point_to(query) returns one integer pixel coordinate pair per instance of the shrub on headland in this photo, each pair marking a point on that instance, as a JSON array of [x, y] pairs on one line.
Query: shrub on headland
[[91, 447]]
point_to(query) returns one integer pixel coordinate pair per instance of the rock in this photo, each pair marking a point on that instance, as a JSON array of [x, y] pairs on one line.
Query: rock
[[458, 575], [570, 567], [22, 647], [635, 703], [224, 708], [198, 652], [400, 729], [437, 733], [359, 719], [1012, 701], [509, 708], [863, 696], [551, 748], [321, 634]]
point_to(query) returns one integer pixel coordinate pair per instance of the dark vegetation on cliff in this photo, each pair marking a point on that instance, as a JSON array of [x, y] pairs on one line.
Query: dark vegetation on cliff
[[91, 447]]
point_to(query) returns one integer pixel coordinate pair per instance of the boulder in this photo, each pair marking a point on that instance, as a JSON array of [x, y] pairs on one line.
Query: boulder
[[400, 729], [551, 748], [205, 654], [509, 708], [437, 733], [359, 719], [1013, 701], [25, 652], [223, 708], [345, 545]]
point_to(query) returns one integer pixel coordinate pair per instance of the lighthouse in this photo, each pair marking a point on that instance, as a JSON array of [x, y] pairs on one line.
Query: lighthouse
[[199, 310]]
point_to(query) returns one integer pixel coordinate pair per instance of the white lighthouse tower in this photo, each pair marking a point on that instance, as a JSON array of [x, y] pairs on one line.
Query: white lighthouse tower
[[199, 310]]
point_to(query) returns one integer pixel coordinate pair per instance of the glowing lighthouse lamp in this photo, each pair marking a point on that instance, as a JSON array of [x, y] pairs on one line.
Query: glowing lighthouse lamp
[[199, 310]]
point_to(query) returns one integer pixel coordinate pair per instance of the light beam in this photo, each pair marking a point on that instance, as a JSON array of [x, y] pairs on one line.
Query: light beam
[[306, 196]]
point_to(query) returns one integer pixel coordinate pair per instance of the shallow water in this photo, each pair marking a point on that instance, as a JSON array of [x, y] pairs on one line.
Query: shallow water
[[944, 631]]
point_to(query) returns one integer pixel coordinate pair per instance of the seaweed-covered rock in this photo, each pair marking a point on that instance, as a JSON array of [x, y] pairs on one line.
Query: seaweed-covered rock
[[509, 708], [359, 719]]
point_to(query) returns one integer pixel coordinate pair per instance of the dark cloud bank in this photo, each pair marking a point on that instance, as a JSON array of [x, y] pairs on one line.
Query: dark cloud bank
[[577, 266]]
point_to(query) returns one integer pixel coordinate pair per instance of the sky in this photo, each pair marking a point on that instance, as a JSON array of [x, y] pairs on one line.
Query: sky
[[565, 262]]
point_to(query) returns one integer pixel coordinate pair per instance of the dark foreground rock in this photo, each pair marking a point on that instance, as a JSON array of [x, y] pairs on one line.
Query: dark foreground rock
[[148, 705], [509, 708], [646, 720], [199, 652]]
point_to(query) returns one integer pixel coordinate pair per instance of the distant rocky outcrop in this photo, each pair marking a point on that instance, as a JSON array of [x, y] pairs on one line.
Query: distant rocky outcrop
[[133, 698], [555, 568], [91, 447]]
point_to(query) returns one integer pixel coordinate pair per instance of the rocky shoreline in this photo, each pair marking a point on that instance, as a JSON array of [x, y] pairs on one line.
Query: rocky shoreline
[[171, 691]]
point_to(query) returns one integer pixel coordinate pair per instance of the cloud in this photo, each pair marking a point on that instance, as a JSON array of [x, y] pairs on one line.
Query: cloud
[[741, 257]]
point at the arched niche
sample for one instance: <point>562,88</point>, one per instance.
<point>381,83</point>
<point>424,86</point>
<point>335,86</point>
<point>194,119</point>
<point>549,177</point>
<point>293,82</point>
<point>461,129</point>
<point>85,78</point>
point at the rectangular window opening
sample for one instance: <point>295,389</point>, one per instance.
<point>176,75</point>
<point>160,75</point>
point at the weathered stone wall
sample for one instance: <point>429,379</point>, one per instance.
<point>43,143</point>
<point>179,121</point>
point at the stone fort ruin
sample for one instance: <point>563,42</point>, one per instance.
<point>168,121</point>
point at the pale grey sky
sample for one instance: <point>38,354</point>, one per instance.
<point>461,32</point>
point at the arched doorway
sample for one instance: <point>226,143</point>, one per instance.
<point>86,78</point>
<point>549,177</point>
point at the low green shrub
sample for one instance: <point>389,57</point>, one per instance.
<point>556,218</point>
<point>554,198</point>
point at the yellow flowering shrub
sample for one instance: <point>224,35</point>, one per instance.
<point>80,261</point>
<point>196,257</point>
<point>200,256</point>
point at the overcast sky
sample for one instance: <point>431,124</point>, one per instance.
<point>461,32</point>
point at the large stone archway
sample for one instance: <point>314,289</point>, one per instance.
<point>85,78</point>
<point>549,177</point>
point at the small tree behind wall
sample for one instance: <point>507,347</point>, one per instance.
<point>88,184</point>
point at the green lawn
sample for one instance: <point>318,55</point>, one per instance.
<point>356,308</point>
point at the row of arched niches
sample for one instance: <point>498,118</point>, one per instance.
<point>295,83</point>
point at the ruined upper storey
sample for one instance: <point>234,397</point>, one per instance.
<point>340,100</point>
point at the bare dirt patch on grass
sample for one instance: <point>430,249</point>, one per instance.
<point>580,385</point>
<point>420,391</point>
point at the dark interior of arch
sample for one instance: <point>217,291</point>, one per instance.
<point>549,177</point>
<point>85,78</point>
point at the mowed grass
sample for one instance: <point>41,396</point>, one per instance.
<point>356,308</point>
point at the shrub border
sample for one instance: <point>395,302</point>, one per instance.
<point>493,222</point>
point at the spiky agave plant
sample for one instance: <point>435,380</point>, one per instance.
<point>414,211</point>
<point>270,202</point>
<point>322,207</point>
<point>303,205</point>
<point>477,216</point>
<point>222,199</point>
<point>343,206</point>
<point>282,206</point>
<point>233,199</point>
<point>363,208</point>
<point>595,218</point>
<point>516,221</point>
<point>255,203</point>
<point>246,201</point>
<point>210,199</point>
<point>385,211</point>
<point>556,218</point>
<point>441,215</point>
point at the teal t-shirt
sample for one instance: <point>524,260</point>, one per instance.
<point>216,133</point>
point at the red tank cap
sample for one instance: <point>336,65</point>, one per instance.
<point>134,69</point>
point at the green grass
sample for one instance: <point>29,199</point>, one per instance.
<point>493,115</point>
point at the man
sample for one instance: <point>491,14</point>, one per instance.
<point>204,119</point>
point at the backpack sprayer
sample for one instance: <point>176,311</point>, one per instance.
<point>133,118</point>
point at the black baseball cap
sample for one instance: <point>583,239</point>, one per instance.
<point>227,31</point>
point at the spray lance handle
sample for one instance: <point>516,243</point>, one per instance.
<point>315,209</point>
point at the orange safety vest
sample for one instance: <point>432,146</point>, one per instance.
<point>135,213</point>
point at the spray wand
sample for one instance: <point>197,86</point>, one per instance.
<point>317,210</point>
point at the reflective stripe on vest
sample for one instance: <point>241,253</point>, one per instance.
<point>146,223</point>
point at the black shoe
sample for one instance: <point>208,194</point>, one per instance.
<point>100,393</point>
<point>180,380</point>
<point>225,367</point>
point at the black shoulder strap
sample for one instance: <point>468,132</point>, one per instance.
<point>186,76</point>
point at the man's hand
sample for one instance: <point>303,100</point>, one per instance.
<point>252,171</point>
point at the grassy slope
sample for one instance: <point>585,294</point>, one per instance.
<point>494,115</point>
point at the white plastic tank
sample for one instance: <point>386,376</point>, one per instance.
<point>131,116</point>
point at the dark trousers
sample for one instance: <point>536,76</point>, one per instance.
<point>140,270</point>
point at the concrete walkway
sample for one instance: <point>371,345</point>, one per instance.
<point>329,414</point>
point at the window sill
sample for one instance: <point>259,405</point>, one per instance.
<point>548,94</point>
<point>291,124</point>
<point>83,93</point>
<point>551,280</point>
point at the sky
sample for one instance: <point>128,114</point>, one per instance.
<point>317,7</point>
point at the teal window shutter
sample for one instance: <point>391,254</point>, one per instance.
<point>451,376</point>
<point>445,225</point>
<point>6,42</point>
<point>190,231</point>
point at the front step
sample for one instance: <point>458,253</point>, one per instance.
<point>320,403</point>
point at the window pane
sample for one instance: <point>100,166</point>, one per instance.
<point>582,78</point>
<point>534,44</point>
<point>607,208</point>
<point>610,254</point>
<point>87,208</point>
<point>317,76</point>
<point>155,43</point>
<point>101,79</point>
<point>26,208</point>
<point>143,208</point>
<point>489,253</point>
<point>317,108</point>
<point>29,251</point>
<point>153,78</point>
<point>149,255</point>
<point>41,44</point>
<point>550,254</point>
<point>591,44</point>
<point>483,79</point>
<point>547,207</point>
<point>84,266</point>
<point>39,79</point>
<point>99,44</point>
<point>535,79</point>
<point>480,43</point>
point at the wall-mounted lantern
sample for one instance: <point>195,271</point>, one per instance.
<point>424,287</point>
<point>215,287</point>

⁂

- [Task statement] The lines to reproduce run from the line containing "point at the wall-mounted lantern" to the end of the listing; write them out exactly and add nothing.

- [Answer for the task]
point at the wall-mounted lantern
sample for one instance: <point>195,271</point>, one per instance.
<point>424,287</point>
<point>215,287</point>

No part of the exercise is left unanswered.